Directions for this task —
Convert the lines below, from the line containing "</instance>" through the last line of the entries, into a JSON list of strings with one string per line, leaving out any blank lines.

Given data —
[Start of section]
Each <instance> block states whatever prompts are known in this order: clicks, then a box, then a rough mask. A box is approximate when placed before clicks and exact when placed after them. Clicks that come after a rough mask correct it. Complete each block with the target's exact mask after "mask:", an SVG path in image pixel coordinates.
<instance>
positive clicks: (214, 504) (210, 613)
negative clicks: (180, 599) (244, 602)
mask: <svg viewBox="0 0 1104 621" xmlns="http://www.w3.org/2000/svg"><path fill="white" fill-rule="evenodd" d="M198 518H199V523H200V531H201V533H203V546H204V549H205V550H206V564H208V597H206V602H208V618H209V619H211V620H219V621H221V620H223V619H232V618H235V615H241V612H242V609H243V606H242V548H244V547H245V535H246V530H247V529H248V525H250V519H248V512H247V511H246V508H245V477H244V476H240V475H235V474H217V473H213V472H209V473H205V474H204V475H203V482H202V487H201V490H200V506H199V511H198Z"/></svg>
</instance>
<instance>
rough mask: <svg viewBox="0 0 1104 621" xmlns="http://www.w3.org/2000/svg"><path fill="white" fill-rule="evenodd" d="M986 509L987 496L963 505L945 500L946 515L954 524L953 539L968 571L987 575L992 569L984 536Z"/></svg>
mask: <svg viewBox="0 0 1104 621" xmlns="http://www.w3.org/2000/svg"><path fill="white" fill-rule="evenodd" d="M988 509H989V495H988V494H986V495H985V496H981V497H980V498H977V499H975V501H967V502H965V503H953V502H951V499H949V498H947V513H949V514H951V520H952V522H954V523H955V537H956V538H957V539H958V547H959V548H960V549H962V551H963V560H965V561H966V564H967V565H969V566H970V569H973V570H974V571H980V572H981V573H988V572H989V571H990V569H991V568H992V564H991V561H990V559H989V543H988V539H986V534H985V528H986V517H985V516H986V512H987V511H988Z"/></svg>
[End of section]
Task solution —
[
  "</instance>",
  "<instance>",
  "rough mask: <svg viewBox=\"0 0 1104 621\" xmlns=\"http://www.w3.org/2000/svg\"><path fill=\"white\" fill-rule=\"evenodd\" d=\"M986 509L987 496L963 505L945 500L946 515L954 524L953 539L968 571L987 575L992 569L984 536Z\"/></svg>",
  "mask: <svg viewBox=\"0 0 1104 621\" xmlns=\"http://www.w3.org/2000/svg\"><path fill=\"white\" fill-rule=\"evenodd\" d=\"M988 509H989V495H988V494H986V495H985V496H981V497H980V498H977V499H975V501H967V502H965V503H953V502H951V499H949V498H947V513H949V514H951V520H952V522H954V523H955V537H956V538H957V539H958V547H959V548H960V549H962V551H963V560H965V561H966V564H967V565H969V566H970V569H973V570H974V571H980V572H981V573H988V572H989V571H990V569H991V568H992V564H991V561H990V559H989V543H988V539H986V534H985V528H986V517H985V516H986V512H987V511H988Z\"/></svg>"
]